### SOURCE RECORDS
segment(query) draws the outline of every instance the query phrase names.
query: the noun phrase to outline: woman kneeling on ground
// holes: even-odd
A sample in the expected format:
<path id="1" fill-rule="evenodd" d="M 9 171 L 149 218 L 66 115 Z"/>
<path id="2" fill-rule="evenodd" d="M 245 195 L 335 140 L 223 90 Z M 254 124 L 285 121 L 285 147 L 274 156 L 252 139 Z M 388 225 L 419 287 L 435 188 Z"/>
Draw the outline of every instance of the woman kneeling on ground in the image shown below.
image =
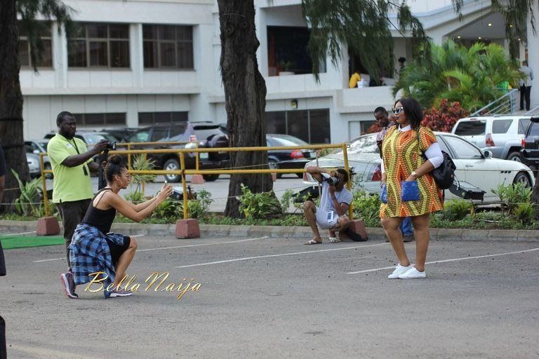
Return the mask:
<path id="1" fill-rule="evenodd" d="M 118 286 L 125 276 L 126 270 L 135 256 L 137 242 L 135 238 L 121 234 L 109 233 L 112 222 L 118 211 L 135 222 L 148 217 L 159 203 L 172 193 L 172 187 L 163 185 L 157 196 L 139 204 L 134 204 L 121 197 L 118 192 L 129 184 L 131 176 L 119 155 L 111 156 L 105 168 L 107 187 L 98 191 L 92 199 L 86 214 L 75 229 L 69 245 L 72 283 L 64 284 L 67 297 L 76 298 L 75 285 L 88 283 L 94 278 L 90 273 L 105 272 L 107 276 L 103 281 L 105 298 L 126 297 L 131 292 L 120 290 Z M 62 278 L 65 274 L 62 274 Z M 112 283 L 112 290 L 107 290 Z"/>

### TASK PROMPT
Lay out every line of the records above as a numbered list, skipping blank lines and leaving out the pictures.

### RESULT OF THIS EXERCISE
1. segment(query) draws the outline of every instance the query phrase names.
2. query: the noun phrase to outline: woman kneeling on ground
3. // holes: even-odd
4. A sample in the expected format:
5. <path id="1" fill-rule="evenodd" d="M 9 171 L 149 218 L 66 115 Z"/>
6. <path id="2" fill-rule="evenodd" d="M 245 195 L 335 140 L 223 90 Z M 254 124 L 285 121 L 285 147 L 274 156 L 252 139 Z M 388 225 L 419 287 L 435 188 Z"/>
7. Draw the outline of every instance of the woman kneeling on ground in the image shown below.
8. image =
9. Return the mask:
10. <path id="1" fill-rule="evenodd" d="M 118 286 L 125 276 L 126 270 L 135 256 L 137 242 L 135 238 L 121 234 L 109 233 L 112 222 L 118 211 L 135 222 L 148 217 L 159 203 L 172 193 L 172 187 L 163 185 L 157 196 L 139 204 L 134 204 L 121 197 L 118 192 L 129 184 L 131 176 L 119 155 L 111 156 L 105 168 L 107 187 L 98 191 L 92 199 L 86 214 L 75 229 L 69 245 L 72 283 L 64 284 L 67 297 L 76 298 L 75 285 L 88 283 L 94 278 L 90 273 L 105 272 L 107 276 L 103 281 L 105 298 L 126 297 L 131 292 L 120 290 Z M 62 278 L 65 274 L 62 274 Z M 112 283 L 112 290 L 107 290 Z"/>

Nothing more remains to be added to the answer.